AIM » In the records below, find the line containing "Each instance of the wooden"; give it again exactly, along with every line that follows, and nothing else.

RECORD SET »
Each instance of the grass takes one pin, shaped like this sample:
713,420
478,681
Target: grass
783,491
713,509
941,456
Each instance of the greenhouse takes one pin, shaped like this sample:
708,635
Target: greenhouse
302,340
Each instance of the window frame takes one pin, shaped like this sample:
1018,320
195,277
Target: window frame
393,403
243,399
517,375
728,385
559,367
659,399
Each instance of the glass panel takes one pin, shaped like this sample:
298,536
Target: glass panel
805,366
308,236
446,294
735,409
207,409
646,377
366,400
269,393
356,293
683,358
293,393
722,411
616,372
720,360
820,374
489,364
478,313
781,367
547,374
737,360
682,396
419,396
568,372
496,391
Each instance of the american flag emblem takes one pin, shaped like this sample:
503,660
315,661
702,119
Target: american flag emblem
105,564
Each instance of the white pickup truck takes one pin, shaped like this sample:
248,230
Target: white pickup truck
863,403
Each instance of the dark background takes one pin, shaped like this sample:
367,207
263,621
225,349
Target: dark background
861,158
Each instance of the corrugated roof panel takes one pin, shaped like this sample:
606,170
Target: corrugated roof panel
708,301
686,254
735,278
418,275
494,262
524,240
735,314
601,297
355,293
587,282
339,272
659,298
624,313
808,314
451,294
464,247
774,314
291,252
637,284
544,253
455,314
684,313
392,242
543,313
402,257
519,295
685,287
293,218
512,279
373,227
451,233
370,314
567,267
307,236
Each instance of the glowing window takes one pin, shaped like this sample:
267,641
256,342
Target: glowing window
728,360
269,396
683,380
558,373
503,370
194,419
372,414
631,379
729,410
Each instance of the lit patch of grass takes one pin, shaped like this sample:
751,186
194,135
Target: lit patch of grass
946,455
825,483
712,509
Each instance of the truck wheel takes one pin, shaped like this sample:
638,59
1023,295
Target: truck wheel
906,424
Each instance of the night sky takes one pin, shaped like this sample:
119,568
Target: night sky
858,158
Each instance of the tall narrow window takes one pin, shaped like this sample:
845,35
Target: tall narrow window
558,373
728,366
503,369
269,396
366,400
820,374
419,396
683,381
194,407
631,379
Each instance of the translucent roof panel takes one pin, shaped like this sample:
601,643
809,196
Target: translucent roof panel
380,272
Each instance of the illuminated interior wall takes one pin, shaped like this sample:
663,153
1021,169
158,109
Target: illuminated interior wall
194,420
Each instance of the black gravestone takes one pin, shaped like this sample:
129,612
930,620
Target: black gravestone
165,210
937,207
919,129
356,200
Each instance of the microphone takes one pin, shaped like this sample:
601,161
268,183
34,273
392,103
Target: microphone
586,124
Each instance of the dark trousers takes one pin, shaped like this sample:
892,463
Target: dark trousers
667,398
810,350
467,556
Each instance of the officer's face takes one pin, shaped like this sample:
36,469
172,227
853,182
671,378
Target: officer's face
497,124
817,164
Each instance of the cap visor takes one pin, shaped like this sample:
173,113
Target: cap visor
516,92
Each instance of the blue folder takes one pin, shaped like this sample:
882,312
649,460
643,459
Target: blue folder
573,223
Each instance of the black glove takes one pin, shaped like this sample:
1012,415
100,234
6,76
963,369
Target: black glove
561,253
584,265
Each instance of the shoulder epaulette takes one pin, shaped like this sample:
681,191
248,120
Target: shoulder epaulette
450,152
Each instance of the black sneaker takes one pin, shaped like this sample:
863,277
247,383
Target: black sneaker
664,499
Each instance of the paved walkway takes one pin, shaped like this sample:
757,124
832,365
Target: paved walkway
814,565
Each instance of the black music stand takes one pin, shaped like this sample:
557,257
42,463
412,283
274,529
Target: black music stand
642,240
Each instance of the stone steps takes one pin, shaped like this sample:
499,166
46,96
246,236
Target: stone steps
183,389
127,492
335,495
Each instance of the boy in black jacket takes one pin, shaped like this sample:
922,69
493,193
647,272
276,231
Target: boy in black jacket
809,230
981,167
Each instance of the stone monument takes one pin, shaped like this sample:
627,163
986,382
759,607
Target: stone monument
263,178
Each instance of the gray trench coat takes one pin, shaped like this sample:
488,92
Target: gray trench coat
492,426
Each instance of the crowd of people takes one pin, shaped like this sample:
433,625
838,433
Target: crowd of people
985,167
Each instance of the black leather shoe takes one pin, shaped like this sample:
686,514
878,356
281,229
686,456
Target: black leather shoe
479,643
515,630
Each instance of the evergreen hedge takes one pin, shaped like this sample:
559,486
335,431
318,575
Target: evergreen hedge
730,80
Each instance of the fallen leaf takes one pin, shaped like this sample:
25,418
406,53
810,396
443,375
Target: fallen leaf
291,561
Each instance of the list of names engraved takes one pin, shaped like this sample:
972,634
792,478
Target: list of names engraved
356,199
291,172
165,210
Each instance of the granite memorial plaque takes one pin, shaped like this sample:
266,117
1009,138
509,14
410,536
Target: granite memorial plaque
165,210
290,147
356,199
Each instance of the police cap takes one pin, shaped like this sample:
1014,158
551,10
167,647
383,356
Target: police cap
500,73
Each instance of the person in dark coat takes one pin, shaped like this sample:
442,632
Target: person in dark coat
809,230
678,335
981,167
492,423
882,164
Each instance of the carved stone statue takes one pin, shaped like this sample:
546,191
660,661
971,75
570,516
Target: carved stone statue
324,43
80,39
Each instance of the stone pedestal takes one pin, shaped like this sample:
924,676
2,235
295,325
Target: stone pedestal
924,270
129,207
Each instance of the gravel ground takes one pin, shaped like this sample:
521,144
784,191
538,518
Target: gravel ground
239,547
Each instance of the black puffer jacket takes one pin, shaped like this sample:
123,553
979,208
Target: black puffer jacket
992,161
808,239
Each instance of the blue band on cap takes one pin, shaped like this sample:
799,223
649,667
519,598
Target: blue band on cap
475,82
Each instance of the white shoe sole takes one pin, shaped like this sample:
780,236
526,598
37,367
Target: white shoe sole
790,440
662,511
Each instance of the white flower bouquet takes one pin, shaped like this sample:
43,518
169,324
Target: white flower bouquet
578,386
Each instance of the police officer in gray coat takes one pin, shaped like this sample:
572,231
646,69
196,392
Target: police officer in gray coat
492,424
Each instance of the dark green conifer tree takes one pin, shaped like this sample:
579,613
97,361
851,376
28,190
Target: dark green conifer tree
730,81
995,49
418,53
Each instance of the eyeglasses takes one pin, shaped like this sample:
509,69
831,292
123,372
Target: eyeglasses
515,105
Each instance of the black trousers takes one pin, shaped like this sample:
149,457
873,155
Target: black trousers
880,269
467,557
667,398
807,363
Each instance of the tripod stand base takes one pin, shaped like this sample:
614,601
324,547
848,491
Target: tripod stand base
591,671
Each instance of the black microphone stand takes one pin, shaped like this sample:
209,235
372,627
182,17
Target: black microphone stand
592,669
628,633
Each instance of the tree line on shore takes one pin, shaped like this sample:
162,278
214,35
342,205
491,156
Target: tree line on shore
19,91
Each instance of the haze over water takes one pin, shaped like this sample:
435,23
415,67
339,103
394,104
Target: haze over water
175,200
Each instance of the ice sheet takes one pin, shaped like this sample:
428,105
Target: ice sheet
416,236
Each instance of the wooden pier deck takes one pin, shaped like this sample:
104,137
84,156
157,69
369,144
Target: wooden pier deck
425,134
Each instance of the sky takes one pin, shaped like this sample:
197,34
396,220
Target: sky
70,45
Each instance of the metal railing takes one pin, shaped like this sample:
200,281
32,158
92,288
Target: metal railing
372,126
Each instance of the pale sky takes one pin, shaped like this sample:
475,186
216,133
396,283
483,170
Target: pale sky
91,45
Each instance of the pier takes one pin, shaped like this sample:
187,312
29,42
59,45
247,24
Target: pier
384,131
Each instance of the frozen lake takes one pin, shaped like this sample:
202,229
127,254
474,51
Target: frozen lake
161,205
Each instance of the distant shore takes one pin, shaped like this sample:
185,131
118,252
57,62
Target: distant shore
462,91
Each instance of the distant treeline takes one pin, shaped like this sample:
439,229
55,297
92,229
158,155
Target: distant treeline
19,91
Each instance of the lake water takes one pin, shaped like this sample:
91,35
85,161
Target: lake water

ANSWER TO THIS PROBLEM »
Each instance of the wooden pier deck takes one pin, shaped like this sample:
104,137
84,156
157,69
369,144
Target: wooden pier deck
425,134
Each instance of the sky takes one pin, shaped like this sample:
197,34
396,220
Target: sky
70,45
Each instance of the metal railing takes one pin, shaped like this sample:
200,281
32,158
92,288
Target: metal railing
372,126
Each instance of the pale sky takes one pin, shaped like this sample:
475,186
216,133
396,283
483,170
Target: pale sky
91,45
Each instance of the pier takes one pin, shaped like this sample:
187,312
29,42
59,45
247,24
Target: pier
384,131
Each instance of the frozen lake takes one pin, shaped like this sample:
202,229
127,254
474,51
Target: frozen lake
161,205
Each instance of the distant shore takes one pin, shaped like this sample:
185,131
118,252
57,62
Target: distant shore
462,91
Each instance of the distant treeline takes one pin, shaped like this sample:
439,229
55,297
92,229
158,155
Target: distant treeline
19,91
Each instance of the lake water takes one pin, shaped like this sample:
91,35
85,161
Target: lake water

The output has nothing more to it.